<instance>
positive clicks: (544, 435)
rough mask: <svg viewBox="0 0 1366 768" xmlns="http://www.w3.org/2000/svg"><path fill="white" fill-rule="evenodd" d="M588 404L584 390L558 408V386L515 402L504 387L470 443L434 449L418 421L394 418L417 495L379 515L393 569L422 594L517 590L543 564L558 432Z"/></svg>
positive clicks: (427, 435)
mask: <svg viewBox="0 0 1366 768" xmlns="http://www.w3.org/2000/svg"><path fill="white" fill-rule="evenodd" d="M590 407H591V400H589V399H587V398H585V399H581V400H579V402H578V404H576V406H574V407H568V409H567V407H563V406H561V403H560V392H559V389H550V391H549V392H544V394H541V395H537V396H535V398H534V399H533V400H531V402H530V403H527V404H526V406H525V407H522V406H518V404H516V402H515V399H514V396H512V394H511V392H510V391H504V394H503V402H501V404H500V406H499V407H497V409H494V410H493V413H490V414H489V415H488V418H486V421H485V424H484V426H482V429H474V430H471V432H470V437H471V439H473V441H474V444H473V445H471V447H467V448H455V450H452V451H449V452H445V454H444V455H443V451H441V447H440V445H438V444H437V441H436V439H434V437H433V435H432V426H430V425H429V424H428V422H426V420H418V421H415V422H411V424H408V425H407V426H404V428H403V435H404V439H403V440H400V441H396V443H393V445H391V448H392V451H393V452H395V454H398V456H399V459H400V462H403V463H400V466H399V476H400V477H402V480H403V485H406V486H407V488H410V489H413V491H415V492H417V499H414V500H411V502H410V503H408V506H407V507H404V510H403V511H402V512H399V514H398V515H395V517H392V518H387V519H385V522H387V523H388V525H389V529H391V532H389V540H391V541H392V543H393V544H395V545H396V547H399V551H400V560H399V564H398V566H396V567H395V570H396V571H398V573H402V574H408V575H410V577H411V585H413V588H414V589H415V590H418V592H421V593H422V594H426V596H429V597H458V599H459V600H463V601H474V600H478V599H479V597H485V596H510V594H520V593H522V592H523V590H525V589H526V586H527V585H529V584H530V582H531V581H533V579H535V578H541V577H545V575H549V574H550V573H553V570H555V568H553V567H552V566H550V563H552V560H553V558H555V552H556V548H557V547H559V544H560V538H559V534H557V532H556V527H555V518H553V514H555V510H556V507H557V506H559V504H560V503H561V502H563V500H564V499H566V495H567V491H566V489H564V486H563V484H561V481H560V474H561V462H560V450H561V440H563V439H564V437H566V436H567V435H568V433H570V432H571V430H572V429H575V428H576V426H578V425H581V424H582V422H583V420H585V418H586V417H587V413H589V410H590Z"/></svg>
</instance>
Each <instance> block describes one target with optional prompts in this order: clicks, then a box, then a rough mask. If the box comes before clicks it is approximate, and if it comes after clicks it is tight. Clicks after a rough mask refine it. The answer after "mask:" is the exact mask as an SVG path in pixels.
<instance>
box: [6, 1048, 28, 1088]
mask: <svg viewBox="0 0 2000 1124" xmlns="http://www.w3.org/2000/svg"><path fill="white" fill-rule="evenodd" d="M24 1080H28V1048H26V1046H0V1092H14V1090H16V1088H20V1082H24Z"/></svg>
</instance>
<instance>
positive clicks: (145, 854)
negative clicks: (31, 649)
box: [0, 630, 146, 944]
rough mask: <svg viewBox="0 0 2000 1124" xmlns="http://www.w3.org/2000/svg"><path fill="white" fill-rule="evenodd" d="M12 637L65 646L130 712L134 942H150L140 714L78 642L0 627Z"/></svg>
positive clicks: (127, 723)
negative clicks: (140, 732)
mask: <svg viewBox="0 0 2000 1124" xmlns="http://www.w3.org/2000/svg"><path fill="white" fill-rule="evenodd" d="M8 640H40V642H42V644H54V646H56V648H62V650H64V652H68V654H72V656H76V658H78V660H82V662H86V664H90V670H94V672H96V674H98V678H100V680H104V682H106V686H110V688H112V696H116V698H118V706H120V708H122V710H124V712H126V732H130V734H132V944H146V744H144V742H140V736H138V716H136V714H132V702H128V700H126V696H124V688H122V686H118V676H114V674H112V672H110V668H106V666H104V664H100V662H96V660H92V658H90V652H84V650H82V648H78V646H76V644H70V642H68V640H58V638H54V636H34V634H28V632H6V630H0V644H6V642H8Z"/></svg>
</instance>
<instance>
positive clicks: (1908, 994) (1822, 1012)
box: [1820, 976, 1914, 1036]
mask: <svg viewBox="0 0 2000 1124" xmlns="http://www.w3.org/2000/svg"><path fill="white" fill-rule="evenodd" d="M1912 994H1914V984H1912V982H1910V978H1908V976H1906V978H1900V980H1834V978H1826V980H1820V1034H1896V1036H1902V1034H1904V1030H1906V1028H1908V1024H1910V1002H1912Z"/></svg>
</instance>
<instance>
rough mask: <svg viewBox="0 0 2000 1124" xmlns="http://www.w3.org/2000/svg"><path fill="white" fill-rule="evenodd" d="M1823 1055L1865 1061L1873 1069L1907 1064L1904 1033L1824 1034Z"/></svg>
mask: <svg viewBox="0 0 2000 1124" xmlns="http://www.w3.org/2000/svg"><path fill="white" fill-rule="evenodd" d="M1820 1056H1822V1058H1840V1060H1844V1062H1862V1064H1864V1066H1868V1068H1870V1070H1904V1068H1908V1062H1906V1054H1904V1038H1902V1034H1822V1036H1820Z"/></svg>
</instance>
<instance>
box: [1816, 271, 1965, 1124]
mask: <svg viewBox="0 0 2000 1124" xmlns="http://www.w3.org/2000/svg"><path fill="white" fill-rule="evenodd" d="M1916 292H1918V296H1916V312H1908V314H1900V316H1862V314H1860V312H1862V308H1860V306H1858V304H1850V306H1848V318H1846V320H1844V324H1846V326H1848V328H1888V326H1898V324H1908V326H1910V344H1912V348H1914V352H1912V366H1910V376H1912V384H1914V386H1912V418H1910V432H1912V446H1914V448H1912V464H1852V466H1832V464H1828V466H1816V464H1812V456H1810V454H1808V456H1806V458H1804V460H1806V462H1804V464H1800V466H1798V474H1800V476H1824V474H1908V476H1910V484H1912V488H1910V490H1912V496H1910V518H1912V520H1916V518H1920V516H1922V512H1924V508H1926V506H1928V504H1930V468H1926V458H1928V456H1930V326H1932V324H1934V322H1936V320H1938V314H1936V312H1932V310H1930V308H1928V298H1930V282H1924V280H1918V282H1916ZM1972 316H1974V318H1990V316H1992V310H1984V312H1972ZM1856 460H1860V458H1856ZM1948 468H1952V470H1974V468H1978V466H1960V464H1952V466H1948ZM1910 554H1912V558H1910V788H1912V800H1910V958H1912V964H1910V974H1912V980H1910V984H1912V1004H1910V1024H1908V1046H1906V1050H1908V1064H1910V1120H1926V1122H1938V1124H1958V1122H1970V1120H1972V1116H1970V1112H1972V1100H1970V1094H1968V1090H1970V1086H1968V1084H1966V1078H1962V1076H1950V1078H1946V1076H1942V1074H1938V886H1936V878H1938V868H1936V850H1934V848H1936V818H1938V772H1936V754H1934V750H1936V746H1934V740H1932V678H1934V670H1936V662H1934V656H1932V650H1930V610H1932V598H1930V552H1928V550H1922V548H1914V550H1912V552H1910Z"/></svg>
····················
TASK ITEM
Repeat the entire listing above, keeping every line exactly the same.

RESPONSE BOX
<instance>
positive clicks: (544, 435)
rough mask: <svg viewBox="0 0 1366 768" xmlns="http://www.w3.org/2000/svg"><path fill="white" fill-rule="evenodd" d="M588 404L584 390L558 408V386L515 402L504 387L470 443L434 449L418 421L394 418L417 495L379 515L393 569L422 594L517 590L543 564L558 432Z"/></svg>
positive clicks: (427, 435)
mask: <svg viewBox="0 0 1366 768" xmlns="http://www.w3.org/2000/svg"><path fill="white" fill-rule="evenodd" d="M590 407H591V400H589V399H587V398H585V399H581V400H579V402H578V404H576V406H574V407H568V409H567V407H563V406H561V403H560V392H559V389H550V391H549V392H544V394H541V395H537V396H535V398H534V399H533V400H531V402H530V403H527V404H526V406H525V407H522V406H518V404H516V402H515V399H514V396H512V394H511V392H510V391H504V394H503V402H501V404H500V406H499V407H497V409H494V410H493V413H490V414H489V415H488V418H486V421H485V424H484V426H482V429H474V430H471V432H470V437H471V439H473V441H474V444H473V445H471V447H467V448H455V450H452V451H449V452H445V454H444V455H443V451H441V447H440V445H438V444H437V441H436V439H434V437H433V435H432V426H430V425H429V424H428V422H426V420H418V421H415V422H411V424H408V425H407V426H404V428H403V435H404V439H403V440H400V441H396V443H393V445H391V448H392V451H393V452H395V454H398V456H399V459H400V462H403V463H400V466H399V476H400V477H402V480H403V485H406V486H407V488H410V489H413V491H415V492H417V499H414V500H411V502H410V503H408V506H407V507H404V510H403V511H402V512H399V514H398V515H395V517H392V518H387V519H385V522H387V523H388V525H389V529H391V532H389V540H391V541H392V543H393V544H395V545H396V547H399V551H400V560H399V564H398V566H396V567H395V570H396V571H398V573H402V574H408V575H410V577H411V585H413V588H414V589H415V590H418V592H421V593H422V594H426V596H429V597H458V599H459V600H463V601H474V600H478V599H479V597H485V596H510V594H520V593H522V592H523V590H525V589H526V586H527V585H529V584H530V582H531V581H533V579H535V578H541V577H545V575H549V574H550V573H553V570H555V568H553V567H552V566H550V563H552V560H553V558H555V552H556V548H557V547H559V544H560V538H559V534H557V532H556V527H555V518H553V514H555V510H556V507H557V506H559V504H560V503H561V502H563V500H564V499H566V495H567V491H566V489H564V486H563V484H561V481H560V474H561V462H560V450H561V440H563V439H564V437H566V436H567V435H568V433H570V432H571V430H572V429H575V428H576V426H578V425H581V424H582V422H583V420H585V418H586V417H587V413H589V410H590Z"/></svg>
</instance>
Each <instance> block describes one target with optional prompts in this order: clicks, then a box, then a rough mask. If the box comes before clicks it is approximate, and if it comes after clicks it is tight. Clicks after a rough mask refine it. The answer after "mask:" is the exact mask as an SVG path in pixels.
<instance>
box: [6, 1048, 28, 1088]
mask: <svg viewBox="0 0 2000 1124" xmlns="http://www.w3.org/2000/svg"><path fill="white" fill-rule="evenodd" d="M24 1080H28V1048H26V1046H0V1092H14V1090H16V1088H20V1082H24Z"/></svg>
</instance>
<instance>
positive clicks: (145, 854)
negative clicks: (31, 649)
box: [0, 630, 146, 944]
rough mask: <svg viewBox="0 0 2000 1124" xmlns="http://www.w3.org/2000/svg"><path fill="white" fill-rule="evenodd" d="M12 637L65 646L130 712L134 942H150L140 714L78 642L0 627Z"/></svg>
positive clicks: (127, 723)
negative clicks: (140, 732)
mask: <svg viewBox="0 0 2000 1124" xmlns="http://www.w3.org/2000/svg"><path fill="white" fill-rule="evenodd" d="M8 640H40V642H42V644H54V646H56V648H62V650H64V652H68V654H72V656H76V658H78V660H82V662H86V664H90V670H94V672H96V674H98V678H100V680H104V682H106V686H110V688H112V696H116V698H118V706H120V708H122V710H124V712H126V732H130V734H132V944H146V744H144V742H140V736H138V716H136V714H132V702H128V700H126V696H124V688H122V686H118V676H114V674H112V672H110V668H106V666H104V664H100V662H96V660H92V658H90V652H84V650H82V648H78V646H76V644H70V642H68V640H58V638H54V636H34V634H28V632H6V630H0V644H6V642H8Z"/></svg>
</instance>
<instance>
positive clicks: (1908, 994) (1822, 1012)
box: [1820, 976, 1914, 1036]
mask: <svg viewBox="0 0 2000 1124" xmlns="http://www.w3.org/2000/svg"><path fill="white" fill-rule="evenodd" d="M1912 994H1914V984H1912V982H1910V978H1908V976H1906V978H1900V980H1834V978H1826V980H1820V1034H1896V1036H1902V1034H1904V1030H1906V1028H1908V1024H1910V1002H1912Z"/></svg>
</instance>
<instance>
rough mask: <svg viewBox="0 0 2000 1124" xmlns="http://www.w3.org/2000/svg"><path fill="white" fill-rule="evenodd" d="M1823 1055L1865 1061L1873 1069L1907 1064L1904 1033L1824 1034Z"/></svg>
mask: <svg viewBox="0 0 2000 1124" xmlns="http://www.w3.org/2000/svg"><path fill="white" fill-rule="evenodd" d="M1820 1056H1822V1058H1840V1060H1844V1062H1862V1064H1864V1066H1868V1068H1870V1070H1904V1068H1908V1062H1906V1054H1904V1038H1902V1034H1822V1036H1820Z"/></svg>
</instance>
<instance>
box: [1816, 271, 1965, 1124]
mask: <svg viewBox="0 0 2000 1124" xmlns="http://www.w3.org/2000/svg"><path fill="white" fill-rule="evenodd" d="M1916 292H1918V296H1916V312H1908V314H1900V316H1862V314H1860V312H1862V308H1860V306H1858V304H1850V306H1848V318H1846V320H1844V324H1846V326H1848V328H1888V326H1898V324H1908V326H1910V344H1912V348H1914V352H1912V366H1910V376H1912V384H1914V386H1912V418H1910V432H1912V446H1914V448H1912V464H1852V466H1832V464H1828V466H1816V464H1812V456H1810V454H1808V456H1806V458H1804V460H1806V462H1804V464H1800V466H1798V474H1800V476H1824V474H1908V476H1910V484H1912V488H1910V490H1912V496H1910V518H1912V520H1916V518H1920V516H1922V512H1924V508H1926V506H1928V504H1930V468H1926V458H1928V456H1930V326H1932V324H1934V322H1936V320H1938V314H1936V312H1932V310H1930V308H1928V298H1930V282H1924V280H1918V282H1916ZM1972 316H1974V318H1990V316H1992V310H1984V312H1972ZM1856 460H1860V458H1856ZM1948 468H1952V470H1974V468H1978V466H1960V464H1952V466H1948ZM1910 554H1912V558H1910V788H1912V800H1910V958H1912V964H1910V974H1912V980H1910V984H1912V1004H1910V1024H1908V1046H1906V1050H1908V1064H1910V1120H1926V1122H1938V1124H1958V1122H1970V1120H1972V1116H1970V1112H1972V1100H1970V1094H1968V1090H1970V1086H1968V1084H1966V1078H1962V1076H1950V1078H1946V1076H1942V1074H1938V886H1936V878H1938V868H1936V850H1934V848H1936V818H1938V772H1936V754H1934V750H1936V746H1934V740H1932V678H1934V670H1936V662H1934V656H1932V650H1930V610H1932V598H1930V552H1928V550H1922V548H1914V550H1912V552H1910Z"/></svg>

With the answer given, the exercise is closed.